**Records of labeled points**
☆ ☆ ☆

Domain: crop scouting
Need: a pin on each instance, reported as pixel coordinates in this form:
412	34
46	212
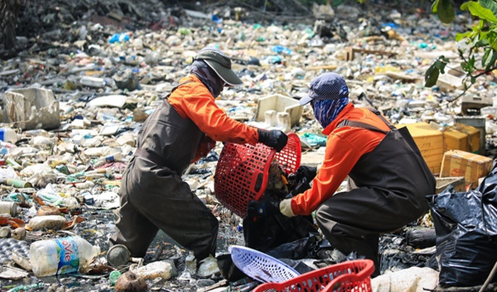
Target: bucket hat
220	63
326	86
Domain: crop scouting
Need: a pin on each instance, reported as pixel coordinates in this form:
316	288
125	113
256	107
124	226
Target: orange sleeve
344	148
193	100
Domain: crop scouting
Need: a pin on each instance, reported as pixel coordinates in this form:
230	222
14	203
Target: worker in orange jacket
388	178
181	130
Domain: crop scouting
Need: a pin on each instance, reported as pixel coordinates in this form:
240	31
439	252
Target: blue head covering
329	94
327	110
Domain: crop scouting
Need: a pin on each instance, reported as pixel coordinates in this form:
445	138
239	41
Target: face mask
208	77
327	110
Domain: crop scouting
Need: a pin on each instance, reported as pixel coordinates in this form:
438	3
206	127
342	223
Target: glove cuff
286	208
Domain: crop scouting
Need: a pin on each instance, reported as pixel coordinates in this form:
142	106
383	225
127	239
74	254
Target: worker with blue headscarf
388	178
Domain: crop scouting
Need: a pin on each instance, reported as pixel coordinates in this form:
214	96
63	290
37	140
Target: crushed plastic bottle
8	135
61	256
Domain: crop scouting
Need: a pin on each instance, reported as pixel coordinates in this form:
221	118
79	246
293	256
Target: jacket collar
339	118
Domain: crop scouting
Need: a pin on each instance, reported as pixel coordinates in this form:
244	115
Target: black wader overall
391	183
153	195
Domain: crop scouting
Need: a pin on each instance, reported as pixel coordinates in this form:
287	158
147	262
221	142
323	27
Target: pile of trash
75	95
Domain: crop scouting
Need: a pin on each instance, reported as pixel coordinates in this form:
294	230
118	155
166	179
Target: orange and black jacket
194	101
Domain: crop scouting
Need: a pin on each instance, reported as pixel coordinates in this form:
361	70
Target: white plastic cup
8	135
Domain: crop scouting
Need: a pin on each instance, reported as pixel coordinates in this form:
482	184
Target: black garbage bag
267	233
466	233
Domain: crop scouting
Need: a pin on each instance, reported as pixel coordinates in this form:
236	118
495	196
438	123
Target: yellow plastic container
461	163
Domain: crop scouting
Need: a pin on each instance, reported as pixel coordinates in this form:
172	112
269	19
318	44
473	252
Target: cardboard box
473	137
279	103
455	140
476	122
430	143
461	163
458	183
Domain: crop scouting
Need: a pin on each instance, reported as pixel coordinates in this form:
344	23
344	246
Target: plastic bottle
8	135
61	256
117	156
92	81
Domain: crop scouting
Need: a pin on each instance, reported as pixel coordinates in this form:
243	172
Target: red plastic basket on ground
347	276
242	171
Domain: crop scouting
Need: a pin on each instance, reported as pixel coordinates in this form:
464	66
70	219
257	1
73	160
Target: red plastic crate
242	171
347	276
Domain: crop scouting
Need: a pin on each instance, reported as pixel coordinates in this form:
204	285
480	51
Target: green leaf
491	63
488	53
460	36
431	76
446	12
489	4
337	3
483	13
434	6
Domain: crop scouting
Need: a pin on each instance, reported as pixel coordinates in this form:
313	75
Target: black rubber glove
309	172
299	181
263	208
273	138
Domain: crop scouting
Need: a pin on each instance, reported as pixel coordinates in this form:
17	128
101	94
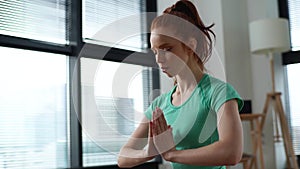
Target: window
38	20
293	71
33	110
115	23
294	19
114	97
290	9
41	44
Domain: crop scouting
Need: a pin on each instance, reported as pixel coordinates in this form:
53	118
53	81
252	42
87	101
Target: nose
160	56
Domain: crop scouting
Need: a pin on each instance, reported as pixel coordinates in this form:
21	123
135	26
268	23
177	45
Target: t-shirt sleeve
223	93
148	112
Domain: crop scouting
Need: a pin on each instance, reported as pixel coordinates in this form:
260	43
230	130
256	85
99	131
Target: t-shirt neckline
194	91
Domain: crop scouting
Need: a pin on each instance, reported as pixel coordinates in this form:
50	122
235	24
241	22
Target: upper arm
139	137
229	125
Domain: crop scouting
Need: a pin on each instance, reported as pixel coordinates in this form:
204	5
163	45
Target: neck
188	79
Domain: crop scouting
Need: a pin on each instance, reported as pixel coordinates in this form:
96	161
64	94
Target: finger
150	129
161	121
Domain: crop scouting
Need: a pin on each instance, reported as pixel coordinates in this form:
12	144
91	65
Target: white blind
293	71
115	23
113	103
43	20
294	15
33	110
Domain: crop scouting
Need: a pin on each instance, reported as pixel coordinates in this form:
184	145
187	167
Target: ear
192	43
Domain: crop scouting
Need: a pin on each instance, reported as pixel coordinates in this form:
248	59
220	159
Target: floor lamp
269	36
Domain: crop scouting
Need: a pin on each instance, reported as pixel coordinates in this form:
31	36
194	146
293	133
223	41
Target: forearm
129	157
212	155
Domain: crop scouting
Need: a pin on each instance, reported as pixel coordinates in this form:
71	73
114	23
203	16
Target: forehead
164	35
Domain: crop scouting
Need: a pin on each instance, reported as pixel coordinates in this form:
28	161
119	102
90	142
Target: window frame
287	57
290	57
74	50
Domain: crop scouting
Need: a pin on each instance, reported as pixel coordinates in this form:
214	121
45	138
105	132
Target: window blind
294	19
33	110
113	103
293	71
43	20
115	23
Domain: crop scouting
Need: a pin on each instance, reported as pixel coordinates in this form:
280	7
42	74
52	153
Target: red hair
184	18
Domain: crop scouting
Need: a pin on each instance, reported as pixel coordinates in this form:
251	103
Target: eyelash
163	49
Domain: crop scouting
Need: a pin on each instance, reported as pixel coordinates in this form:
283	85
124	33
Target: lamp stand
274	98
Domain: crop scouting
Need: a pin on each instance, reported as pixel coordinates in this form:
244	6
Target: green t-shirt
194	123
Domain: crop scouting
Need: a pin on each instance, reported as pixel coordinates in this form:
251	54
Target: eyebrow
162	45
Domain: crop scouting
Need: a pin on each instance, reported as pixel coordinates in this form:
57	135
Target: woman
196	124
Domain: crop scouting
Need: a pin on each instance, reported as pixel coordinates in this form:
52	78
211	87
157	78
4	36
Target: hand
162	133
151	151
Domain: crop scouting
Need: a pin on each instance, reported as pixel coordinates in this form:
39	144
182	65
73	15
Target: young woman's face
170	54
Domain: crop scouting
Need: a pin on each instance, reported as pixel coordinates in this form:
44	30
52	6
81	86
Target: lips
163	68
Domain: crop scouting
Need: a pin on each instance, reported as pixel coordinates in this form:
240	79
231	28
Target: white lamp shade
269	35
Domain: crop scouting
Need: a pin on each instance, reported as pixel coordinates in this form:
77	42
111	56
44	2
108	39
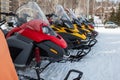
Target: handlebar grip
8	14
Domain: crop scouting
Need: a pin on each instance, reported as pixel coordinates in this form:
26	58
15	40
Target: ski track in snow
102	63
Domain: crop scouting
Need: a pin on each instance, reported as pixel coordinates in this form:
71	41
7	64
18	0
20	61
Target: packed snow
102	63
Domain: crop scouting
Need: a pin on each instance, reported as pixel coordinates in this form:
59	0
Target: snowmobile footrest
75	71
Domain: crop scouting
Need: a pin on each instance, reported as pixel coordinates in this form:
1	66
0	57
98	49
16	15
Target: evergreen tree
118	15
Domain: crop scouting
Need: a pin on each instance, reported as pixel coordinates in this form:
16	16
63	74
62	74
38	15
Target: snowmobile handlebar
8	14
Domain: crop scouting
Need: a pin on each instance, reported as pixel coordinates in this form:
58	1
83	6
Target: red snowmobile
33	38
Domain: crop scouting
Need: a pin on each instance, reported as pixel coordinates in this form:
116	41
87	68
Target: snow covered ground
102	63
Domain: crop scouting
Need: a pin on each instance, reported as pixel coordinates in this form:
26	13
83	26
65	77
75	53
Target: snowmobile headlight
45	30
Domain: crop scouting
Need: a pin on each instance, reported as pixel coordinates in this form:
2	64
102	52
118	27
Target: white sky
110	0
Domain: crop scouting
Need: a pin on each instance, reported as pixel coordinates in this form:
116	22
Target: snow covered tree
112	15
118	15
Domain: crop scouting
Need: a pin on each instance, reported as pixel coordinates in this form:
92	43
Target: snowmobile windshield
72	14
62	15
30	11
74	18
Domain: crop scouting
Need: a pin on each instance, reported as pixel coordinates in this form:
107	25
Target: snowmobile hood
62	15
30	11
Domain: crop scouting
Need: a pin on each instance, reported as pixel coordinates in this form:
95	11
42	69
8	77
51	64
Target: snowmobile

☆ ☆ ☆

**CHALLENGE**
Return each line in the records above that contains the string "sleeve".

**THE RESULT**
Target: orange sleeve
Target: t-shirt sleeve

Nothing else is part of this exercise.